Biologists noticed that when the inductive dark period was interrupted by a brief period of light, the flowering signal generated by the long night disappeared. It took several days of long nights for the plant to recover and initiate flowering. Interrupting the day with a dark period had no effect on flowering. A clue as to what occurred in the plant when the flash of light was given came when biologists determined the action spectrum for the wavelengths of light that were effective. As with lettuce seed germination (see Figure 36.12), red light was most effective at breaking the “night” stimulus, and its effect was reversible by far-red light (Investigating Life: The Flowering Signal). Later, the photoreceptor involved was identified as a phytochrome.

As described in Key Concept 36.4, phytochromes and a blue-light receptor function together to “entrain” a circadian rhythm in plants. These photoreceptors cycle through active and inactive phases over repeated 24-hour periods. One gene whose expression follows a circadian rhythm is CONSTANS (CO), which encodes a transcriptional regulator that controls the expression of flowering genes.

Experiments with Arabidopsis, an LDP, have shown that photoperiodic flowering times are determined by interactions between photoreceptors and the CO protein. CO gene expression goes through regular 24-hour cycles with peak expression late in the day. On long days, this occurs in daylight, late in the afternoon, but on short days the peak expression occurs after dark. On long days, the active forms of phytochrome and a blue-light receptor activate pathways that stabilize the CO protein, which promotes flowering. This process does not occur on short days.

◆ **About this exercise**: In the text on plant flowering, what kind of light was most effective at breaking the "night" stimulus?

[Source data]
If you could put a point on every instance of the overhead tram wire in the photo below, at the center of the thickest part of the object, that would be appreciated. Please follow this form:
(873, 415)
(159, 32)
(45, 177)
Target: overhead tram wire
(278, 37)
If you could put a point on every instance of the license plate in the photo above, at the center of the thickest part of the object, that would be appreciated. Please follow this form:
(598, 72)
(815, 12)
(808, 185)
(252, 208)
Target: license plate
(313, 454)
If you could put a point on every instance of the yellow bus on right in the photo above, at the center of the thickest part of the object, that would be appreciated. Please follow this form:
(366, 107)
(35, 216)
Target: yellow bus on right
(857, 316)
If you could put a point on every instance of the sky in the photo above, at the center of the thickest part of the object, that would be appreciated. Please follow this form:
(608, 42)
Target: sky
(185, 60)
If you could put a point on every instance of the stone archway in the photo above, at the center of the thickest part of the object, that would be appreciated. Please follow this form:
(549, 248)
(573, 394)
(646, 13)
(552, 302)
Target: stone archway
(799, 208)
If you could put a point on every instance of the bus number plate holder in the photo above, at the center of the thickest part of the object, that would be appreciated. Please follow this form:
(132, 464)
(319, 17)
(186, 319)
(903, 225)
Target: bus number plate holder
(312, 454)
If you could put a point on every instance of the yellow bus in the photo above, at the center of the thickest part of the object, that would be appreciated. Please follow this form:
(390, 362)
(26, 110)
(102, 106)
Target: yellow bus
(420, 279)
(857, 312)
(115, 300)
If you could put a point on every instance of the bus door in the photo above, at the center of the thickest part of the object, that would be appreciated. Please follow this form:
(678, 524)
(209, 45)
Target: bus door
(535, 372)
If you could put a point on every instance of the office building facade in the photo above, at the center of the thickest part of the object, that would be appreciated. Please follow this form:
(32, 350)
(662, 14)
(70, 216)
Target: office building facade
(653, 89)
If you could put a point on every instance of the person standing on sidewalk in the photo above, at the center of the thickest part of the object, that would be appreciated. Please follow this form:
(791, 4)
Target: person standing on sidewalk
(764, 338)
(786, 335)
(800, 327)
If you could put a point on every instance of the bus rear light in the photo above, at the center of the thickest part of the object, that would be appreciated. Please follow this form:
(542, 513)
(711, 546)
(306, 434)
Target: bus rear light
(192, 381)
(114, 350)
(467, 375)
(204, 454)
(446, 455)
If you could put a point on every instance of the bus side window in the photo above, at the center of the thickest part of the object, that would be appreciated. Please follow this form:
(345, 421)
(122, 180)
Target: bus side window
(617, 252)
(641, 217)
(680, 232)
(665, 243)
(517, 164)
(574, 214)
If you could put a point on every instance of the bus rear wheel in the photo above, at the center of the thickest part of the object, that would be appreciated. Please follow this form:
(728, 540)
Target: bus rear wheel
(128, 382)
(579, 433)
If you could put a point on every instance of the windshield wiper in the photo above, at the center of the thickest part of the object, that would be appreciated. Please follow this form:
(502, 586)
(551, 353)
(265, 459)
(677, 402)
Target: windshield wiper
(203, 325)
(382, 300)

◆ **Answer below**: Red light.